INSTRUCTIONS TO FOLLOW ▸ Return only those lines of the material that contain "below".

SUPPLIED ENTRIES ▸
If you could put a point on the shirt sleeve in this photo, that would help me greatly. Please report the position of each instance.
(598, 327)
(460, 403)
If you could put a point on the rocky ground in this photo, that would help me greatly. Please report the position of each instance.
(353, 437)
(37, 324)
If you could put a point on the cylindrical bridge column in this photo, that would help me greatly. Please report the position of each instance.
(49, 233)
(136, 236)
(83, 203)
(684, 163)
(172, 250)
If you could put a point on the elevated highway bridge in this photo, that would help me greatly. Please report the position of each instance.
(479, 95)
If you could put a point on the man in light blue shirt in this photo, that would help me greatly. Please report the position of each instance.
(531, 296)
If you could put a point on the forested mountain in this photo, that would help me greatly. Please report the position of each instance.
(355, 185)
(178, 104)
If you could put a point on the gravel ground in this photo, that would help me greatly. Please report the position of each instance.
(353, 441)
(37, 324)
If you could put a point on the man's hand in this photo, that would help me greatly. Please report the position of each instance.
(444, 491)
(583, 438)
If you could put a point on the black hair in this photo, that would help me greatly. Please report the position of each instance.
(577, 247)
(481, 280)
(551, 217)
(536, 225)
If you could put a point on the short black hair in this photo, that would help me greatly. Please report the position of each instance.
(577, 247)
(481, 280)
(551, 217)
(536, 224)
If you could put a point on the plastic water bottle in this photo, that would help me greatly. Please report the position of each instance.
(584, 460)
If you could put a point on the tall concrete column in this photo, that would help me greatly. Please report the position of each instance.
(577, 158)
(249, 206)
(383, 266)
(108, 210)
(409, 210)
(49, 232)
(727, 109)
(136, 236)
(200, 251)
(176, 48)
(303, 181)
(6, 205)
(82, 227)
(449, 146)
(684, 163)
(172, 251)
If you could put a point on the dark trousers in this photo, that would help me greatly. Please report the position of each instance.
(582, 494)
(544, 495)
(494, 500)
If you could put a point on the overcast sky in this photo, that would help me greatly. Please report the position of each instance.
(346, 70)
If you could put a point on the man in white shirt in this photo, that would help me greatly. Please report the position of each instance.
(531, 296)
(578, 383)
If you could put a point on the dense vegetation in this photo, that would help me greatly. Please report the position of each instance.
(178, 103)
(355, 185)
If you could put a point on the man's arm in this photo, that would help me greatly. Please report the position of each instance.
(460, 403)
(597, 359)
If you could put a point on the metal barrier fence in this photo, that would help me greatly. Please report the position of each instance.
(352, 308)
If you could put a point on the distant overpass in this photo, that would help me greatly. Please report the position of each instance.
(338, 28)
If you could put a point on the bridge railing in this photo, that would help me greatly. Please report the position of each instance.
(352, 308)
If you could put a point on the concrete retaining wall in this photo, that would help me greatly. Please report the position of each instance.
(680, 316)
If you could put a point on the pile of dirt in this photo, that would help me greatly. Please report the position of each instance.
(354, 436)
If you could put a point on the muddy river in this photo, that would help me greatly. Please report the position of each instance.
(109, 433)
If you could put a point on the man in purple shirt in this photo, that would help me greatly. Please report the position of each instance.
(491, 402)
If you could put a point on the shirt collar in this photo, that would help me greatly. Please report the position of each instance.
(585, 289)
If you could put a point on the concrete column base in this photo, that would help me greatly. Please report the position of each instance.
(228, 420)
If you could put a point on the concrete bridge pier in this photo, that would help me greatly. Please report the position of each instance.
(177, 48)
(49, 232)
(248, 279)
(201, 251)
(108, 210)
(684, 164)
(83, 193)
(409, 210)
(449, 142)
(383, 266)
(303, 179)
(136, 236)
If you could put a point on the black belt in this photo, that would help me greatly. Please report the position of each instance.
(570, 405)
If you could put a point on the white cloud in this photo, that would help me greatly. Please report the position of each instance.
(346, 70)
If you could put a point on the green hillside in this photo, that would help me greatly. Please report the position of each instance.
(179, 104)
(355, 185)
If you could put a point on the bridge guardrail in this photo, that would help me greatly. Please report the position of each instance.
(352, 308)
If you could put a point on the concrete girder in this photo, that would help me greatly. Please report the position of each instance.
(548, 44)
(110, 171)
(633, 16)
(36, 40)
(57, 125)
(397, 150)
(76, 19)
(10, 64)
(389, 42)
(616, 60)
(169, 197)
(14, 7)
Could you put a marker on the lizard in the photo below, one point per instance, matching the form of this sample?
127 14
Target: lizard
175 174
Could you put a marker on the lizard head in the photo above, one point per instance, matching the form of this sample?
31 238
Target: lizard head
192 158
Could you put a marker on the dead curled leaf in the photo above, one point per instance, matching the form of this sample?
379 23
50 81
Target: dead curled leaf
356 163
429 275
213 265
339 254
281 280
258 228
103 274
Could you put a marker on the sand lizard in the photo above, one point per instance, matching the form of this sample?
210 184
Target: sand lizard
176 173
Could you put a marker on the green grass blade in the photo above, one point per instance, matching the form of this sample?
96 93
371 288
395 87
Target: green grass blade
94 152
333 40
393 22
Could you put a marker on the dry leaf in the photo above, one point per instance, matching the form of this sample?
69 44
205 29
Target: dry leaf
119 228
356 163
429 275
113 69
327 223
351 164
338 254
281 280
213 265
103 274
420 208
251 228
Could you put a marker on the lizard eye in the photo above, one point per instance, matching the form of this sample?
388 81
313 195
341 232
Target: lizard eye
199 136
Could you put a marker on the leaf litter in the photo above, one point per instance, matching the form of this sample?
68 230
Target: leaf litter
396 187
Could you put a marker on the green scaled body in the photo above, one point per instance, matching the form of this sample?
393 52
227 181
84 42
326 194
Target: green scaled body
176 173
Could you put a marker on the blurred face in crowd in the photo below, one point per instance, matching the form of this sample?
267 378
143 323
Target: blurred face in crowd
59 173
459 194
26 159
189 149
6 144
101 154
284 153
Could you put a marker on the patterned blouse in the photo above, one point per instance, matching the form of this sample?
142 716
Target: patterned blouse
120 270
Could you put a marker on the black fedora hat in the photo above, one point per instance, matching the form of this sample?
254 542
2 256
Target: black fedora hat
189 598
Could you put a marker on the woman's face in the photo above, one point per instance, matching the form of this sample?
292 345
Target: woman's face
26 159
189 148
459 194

TASK RESULT ▸
Could you put a marker on the lizard in the photo below, one point per instance, matching the form of this sample?
Could you put a marker on the blurred face in crowd in the photo below, one point per instance, matching the form of this sample?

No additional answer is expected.